[Referring expression data]
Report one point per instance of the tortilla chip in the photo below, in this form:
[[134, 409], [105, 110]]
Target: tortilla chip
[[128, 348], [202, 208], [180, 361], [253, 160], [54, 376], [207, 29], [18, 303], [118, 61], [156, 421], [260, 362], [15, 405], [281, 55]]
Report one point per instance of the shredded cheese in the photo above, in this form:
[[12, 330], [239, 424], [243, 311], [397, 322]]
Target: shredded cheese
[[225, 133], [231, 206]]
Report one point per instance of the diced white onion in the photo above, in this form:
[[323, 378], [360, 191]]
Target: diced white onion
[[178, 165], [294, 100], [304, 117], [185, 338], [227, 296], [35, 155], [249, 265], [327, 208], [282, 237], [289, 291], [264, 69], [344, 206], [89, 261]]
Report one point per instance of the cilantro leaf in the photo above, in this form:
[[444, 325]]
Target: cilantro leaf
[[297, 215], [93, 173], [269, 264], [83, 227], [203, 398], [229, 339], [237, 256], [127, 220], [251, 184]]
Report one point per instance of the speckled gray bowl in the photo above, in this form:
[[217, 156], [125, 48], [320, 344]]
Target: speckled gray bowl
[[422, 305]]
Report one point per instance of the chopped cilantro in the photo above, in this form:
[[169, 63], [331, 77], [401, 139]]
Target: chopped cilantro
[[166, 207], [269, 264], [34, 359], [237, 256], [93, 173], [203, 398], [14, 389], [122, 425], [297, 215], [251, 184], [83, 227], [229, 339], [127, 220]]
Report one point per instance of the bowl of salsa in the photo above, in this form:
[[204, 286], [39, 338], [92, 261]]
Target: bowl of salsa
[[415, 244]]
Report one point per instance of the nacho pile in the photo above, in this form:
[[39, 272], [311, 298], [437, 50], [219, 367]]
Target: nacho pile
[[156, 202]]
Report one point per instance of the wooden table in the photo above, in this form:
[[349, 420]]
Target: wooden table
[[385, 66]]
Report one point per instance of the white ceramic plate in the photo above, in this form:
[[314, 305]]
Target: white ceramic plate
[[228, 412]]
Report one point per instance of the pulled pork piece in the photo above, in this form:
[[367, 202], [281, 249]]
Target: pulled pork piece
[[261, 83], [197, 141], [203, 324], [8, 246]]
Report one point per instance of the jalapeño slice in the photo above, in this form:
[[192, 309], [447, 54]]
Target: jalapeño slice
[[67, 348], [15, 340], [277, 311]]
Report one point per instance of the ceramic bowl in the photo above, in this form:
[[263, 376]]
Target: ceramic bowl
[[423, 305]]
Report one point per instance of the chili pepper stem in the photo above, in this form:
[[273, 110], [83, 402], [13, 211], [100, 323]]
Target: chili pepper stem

### [Work task]
Pull every line with "pepper" from the records.

### [Written answer]
Report one point per instance of the chili pepper stem in the photo above, in this form:
Target: chili pepper stem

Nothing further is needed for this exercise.